In the listing below, find the line containing "indicate the track". Write out that line and every line after it to the end, exactly and only those.
BEGIN Records for the exercise
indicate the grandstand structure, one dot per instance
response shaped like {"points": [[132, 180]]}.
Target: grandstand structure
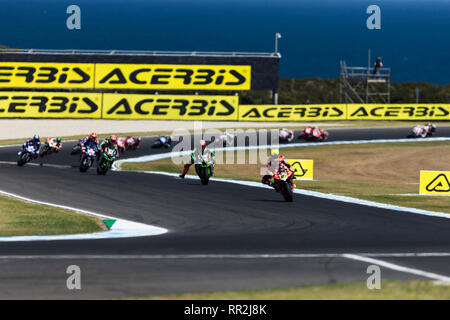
{"points": [[361, 85]]}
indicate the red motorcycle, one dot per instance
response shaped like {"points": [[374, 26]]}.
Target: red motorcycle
{"points": [[284, 183], [286, 135], [121, 144], [133, 143], [314, 134]]}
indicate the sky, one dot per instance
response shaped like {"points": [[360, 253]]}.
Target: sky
{"points": [[316, 35]]}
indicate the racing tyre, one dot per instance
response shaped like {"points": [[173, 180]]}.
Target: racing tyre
{"points": [[286, 192]]}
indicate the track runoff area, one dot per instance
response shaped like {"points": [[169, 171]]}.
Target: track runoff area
{"points": [[229, 235]]}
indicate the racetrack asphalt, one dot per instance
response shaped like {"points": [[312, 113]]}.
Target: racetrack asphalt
{"points": [[218, 219]]}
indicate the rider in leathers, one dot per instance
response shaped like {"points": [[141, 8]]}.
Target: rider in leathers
{"points": [[275, 161], [196, 155]]}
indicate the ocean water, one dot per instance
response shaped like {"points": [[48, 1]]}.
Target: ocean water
{"points": [[414, 37]]}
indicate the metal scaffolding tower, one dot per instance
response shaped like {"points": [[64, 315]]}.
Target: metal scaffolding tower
{"points": [[360, 85]]}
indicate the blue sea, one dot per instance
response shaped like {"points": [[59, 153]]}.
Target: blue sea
{"points": [[316, 34]]}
END Records for the exercise
* [Solution to this problem]
indicate the track runoff area, one dot per instance
response shaped like {"points": [[169, 171]]}.
Target: track runoff area
{"points": [[229, 235]]}
indicate the racetrack asphalt, one dot per instance
response shaped like {"points": [[312, 113]]}.
Target: racetrack asphalt
{"points": [[218, 219]]}
indicate the rider in leathers, one dot per instance
response shaped like {"points": [[141, 8]]}.
Target: rider in leathers
{"points": [[275, 161], [196, 155]]}
indicate the ocean water, one dot per instance
response shaped like {"points": [[48, 1]]}.
Target: ocean water
{"points": [[414, 37]]}
indicate the metal scaffolding tower, one dot per instance
response shaped like {"points": [[64, 315]]}.
Target: metal scaffolding tower
{"points": [[360, 85]]}
indicate the blue sea, one dot per instance
response shaped like {"points": [[59, 153]]}.
Target: blue sea
{"points": [[316, 34]]}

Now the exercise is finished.